[WORK REQUEST]:
In the passage on sulfachloropyridazine and anaerobic microorganisms, on which microorganism did SCP have a positive effect?

[SUPPLIED PASSAGE]:
# # # # # # #
Sulfachloropyridazine (SCP) effects on anaerobic microorganisms and its degradation pathways

Sulfachloropyridazine (SCP) is frequently detected in animal excreta, as SCP commonly used in livestock and poultry for disease prevention. Anaerobic digestion (AD) has attracted much attention due to its ability to degrade antibiotics in animal excreta and convert animal excreta into renewable energy (biogas). But the degradation pathways of SCP in AD microorganism growth and SCP effect on the growth of AD microorganism are still unclear. In this study, the impact of SCP at 100 mg/L on the growth of representative AD microorganisms and the degradation pathways of SCP during single microorganism growth process were investigated using a pure culture method. Results showed that SCP has no effect on the growth of Clostridium tyrobutyricum and Methanosarcina barkeri, a positive effect on Peptoniphilus stercorisuis, but an inhibitory effect on Terrisporobacter glycolicus, Bacteroides caccae, and Proteiniphilum saccharofermentans, based on changes of cell growth (OD600), cumulative gas production, and gas components of strains. Meanwhile, SCP was degraded in varying degrees during the whole growth cycles of P. saccharofermentans, T. glycolicus, C. tyrobutyricum, B. caccae, P. stercorisuis, and M. barkeri, with degradation rates of 80.9%, 43.5%, 56.7%, 70.8%, 51.0%, and 21.4%, respectively. The SCP degradation pathway is different for these different strains, but the common degradation pathways were hydroxylation, C-N bond cleavage, release SO2, and nitration. These results revealed that anaerobic microorganisms have the high capability of degrading antibiotics and revealing degradation pathway is important for improving antibiotic degradation in AD process.

Automated summary

Sulfachloropyridazine (SCP), a commonly used antibiotic in livestock and poultry, has different effects on the growth of AD microorganisms and is degraded to varying degrees during their growth processes. The degradation pathways of SCP include hydroxylation, C-N bond cleavage, release of SO2, and nitration. These results highlight the importance of understanding antibiotic degradation pathways for improving the AD process.
# # # # # # #
[DATASET RECORDS]:
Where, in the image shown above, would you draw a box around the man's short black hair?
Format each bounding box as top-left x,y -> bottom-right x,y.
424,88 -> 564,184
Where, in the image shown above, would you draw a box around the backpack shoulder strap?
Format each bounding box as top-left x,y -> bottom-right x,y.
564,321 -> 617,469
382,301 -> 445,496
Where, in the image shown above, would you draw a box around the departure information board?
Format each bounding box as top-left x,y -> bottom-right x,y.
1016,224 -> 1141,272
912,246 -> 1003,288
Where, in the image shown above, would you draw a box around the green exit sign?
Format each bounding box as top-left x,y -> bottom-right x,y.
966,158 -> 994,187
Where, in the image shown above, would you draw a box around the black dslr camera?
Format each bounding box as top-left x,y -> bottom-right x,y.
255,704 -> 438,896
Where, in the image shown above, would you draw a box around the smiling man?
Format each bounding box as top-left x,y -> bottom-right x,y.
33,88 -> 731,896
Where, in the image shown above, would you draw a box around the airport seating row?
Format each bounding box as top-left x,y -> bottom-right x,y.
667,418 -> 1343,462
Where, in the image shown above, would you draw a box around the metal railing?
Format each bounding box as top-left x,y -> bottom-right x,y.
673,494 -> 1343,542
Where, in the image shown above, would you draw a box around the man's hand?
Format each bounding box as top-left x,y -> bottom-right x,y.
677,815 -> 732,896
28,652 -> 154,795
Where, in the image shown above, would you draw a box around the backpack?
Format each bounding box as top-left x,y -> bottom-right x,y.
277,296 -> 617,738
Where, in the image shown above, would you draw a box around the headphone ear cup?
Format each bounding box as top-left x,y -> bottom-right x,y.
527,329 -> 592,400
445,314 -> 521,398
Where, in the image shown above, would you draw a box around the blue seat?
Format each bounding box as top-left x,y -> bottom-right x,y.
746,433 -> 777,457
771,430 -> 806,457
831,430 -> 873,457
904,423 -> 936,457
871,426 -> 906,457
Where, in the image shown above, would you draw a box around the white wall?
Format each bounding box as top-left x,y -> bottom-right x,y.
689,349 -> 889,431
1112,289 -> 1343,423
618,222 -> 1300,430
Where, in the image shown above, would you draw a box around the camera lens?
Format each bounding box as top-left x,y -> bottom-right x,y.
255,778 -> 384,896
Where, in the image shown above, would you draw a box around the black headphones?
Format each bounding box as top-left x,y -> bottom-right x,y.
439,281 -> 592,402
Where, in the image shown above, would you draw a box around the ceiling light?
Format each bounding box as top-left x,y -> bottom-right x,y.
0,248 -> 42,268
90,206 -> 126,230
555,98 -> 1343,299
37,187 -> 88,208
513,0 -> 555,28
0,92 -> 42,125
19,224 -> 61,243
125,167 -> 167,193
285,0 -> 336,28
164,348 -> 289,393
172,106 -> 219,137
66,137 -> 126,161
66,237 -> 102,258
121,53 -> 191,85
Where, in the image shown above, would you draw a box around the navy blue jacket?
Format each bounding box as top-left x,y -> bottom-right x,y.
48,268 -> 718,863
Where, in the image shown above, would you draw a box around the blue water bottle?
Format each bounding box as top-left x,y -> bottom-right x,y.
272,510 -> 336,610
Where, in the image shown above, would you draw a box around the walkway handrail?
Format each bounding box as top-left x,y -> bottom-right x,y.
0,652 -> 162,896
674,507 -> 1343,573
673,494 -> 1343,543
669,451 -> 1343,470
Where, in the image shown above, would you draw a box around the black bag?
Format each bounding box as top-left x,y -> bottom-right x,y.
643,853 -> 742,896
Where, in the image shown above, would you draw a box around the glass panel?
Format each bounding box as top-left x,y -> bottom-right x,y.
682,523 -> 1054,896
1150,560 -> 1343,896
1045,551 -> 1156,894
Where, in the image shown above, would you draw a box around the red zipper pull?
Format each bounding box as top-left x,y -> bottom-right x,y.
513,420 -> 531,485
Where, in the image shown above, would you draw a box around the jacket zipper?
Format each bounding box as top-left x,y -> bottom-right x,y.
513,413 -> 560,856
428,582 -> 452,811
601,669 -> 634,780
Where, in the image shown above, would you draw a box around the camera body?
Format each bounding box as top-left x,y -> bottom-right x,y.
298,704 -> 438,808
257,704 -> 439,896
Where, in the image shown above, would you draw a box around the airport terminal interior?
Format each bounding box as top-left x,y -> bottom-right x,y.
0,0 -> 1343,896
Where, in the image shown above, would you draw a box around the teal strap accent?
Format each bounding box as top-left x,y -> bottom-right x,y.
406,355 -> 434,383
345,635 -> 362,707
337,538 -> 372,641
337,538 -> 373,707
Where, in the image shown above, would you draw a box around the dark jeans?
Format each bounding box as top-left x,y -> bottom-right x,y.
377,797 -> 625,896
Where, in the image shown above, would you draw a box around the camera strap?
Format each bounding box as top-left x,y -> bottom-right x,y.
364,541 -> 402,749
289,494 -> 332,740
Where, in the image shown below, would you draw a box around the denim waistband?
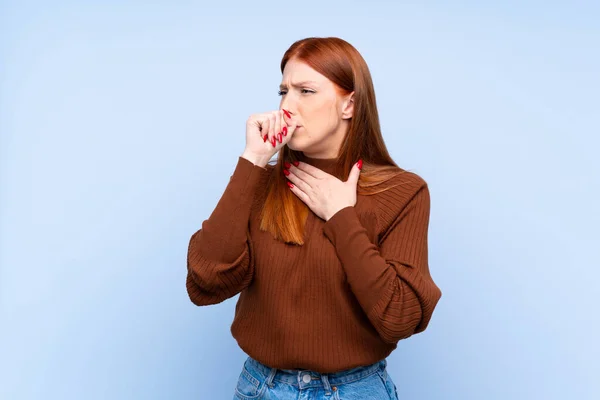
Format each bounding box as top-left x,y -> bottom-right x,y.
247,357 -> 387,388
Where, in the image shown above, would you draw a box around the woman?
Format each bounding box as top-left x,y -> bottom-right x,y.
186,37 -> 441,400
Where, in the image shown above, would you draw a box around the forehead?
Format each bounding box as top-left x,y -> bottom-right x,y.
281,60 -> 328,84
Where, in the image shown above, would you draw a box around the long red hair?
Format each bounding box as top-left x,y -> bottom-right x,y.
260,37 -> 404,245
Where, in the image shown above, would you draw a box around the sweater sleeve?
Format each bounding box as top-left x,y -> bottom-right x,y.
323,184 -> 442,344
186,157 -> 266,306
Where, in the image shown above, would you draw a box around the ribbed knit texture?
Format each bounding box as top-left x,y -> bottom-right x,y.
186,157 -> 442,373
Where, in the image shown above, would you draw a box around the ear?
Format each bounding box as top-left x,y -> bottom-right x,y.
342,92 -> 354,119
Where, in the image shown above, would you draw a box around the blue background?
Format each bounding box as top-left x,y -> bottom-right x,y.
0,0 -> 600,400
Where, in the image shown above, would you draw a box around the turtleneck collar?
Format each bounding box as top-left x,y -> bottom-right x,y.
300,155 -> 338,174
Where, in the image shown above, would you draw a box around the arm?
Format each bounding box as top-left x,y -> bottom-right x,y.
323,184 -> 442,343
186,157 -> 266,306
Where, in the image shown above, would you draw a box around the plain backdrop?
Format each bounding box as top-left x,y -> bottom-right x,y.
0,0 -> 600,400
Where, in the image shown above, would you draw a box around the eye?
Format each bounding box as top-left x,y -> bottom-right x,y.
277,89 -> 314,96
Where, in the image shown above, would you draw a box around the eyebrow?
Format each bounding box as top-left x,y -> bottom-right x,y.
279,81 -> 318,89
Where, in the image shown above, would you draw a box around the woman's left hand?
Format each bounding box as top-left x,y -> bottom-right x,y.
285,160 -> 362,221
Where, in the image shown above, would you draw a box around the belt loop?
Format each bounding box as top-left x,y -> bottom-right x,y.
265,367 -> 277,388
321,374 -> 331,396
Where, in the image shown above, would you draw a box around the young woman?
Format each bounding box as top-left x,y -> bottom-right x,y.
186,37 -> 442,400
# # # # # # #
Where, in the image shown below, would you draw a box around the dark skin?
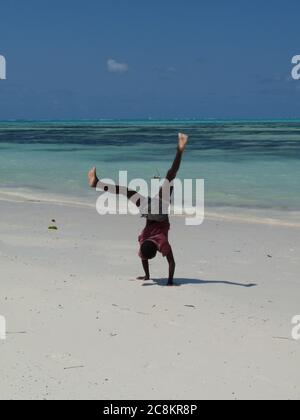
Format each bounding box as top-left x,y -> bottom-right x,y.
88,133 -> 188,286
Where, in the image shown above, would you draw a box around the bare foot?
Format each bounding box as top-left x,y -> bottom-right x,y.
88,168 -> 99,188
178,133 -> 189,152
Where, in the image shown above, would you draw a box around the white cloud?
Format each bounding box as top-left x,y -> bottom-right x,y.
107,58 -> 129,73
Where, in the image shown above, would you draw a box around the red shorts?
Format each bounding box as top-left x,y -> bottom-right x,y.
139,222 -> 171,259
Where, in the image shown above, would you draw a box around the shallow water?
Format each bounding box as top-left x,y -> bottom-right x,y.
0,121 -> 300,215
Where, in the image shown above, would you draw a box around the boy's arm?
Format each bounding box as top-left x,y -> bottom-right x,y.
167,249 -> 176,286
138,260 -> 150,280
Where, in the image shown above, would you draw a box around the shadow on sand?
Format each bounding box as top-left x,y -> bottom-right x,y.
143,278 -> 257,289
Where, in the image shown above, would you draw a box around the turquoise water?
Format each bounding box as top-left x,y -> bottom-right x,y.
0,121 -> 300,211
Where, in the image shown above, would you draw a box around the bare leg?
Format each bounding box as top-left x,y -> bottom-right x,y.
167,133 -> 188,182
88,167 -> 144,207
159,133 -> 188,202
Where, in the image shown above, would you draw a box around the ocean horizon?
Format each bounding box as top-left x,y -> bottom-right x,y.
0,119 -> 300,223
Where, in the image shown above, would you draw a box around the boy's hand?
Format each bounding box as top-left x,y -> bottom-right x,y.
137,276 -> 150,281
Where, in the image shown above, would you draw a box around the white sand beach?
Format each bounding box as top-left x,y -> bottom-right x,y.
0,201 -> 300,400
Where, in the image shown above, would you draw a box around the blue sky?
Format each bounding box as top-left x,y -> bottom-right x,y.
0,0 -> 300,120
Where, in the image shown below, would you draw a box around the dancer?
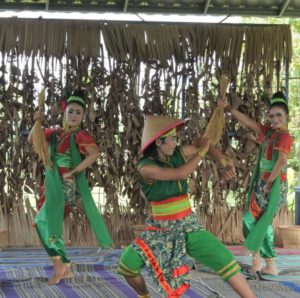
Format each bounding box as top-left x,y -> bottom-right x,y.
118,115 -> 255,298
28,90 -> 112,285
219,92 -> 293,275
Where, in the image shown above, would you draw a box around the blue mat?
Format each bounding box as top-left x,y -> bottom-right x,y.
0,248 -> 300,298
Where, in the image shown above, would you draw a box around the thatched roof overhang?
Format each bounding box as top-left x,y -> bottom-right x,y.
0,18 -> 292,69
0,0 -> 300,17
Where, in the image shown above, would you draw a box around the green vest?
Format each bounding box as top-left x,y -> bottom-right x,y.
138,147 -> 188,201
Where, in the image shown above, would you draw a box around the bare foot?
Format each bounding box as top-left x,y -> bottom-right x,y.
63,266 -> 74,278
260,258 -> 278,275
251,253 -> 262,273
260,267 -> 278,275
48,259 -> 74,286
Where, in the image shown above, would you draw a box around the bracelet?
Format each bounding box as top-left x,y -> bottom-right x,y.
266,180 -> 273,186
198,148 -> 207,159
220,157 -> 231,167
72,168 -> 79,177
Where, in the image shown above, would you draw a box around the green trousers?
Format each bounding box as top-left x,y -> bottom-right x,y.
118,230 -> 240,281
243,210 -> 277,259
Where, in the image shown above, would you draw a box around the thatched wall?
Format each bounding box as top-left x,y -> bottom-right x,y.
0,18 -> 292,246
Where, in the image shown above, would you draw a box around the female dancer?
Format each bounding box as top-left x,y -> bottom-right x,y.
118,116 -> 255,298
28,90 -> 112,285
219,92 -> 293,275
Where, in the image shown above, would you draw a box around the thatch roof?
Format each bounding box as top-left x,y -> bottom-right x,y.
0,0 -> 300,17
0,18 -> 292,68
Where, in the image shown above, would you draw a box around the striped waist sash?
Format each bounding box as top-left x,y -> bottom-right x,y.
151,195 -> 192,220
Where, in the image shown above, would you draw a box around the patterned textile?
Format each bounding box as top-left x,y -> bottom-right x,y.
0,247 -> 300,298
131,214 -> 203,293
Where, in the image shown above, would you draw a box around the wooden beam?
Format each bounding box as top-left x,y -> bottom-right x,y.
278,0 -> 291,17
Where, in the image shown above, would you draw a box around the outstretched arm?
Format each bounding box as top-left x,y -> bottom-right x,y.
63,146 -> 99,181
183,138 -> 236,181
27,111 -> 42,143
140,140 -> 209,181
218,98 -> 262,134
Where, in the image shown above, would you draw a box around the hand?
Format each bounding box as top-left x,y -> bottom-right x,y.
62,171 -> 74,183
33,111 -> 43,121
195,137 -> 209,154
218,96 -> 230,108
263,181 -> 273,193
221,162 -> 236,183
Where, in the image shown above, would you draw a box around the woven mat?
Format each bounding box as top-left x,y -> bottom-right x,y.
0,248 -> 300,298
# # # # # # #
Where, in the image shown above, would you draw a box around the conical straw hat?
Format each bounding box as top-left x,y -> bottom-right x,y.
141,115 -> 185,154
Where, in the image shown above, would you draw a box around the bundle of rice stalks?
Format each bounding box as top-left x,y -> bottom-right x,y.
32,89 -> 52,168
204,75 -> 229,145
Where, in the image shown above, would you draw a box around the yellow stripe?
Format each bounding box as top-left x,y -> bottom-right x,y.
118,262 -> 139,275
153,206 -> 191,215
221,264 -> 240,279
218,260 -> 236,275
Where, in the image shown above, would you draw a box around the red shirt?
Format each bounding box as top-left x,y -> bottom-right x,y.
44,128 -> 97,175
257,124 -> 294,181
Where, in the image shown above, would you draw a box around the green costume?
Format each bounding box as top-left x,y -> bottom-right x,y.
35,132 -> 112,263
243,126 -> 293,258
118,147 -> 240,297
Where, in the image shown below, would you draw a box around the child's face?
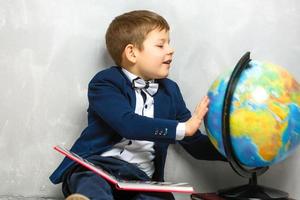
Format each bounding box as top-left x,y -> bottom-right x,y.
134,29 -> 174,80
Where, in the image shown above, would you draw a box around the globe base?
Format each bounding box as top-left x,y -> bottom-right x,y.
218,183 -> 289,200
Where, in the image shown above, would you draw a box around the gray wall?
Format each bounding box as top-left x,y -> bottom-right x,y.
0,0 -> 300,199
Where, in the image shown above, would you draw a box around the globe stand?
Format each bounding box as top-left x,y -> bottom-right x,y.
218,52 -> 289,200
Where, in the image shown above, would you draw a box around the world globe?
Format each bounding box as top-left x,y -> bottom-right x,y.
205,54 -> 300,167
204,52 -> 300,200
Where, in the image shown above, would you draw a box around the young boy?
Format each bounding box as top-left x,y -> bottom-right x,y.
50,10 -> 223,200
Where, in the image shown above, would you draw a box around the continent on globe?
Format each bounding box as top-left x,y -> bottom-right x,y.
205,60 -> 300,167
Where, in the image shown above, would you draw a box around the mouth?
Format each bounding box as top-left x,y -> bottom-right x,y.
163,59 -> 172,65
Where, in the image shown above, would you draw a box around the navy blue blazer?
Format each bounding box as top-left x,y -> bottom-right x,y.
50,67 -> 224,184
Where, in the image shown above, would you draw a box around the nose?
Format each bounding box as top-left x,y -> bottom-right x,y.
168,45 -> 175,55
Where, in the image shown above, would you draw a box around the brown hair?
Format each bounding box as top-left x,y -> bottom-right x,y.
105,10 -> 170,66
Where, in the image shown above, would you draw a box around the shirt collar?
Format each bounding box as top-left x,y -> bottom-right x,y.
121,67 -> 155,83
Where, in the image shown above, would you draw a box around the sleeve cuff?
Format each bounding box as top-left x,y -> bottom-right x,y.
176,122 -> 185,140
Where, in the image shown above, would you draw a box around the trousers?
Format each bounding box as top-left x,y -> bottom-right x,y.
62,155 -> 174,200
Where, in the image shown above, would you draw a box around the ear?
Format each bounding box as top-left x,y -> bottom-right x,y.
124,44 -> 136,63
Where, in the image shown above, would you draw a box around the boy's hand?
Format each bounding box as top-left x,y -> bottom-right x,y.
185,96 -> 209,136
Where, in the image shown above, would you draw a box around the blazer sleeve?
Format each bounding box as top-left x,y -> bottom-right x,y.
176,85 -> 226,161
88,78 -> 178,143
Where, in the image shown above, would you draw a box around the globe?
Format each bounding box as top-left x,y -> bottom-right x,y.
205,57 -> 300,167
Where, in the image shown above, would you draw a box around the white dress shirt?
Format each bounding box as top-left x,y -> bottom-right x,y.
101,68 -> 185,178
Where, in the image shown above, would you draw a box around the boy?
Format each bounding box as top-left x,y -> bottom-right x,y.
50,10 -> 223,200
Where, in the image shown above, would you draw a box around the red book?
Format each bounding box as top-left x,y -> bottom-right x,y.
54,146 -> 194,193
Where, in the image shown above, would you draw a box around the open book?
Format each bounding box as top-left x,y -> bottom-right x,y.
# # # # # # #
[COMPLETED TASK]:
Peptoniphilus stercorisuis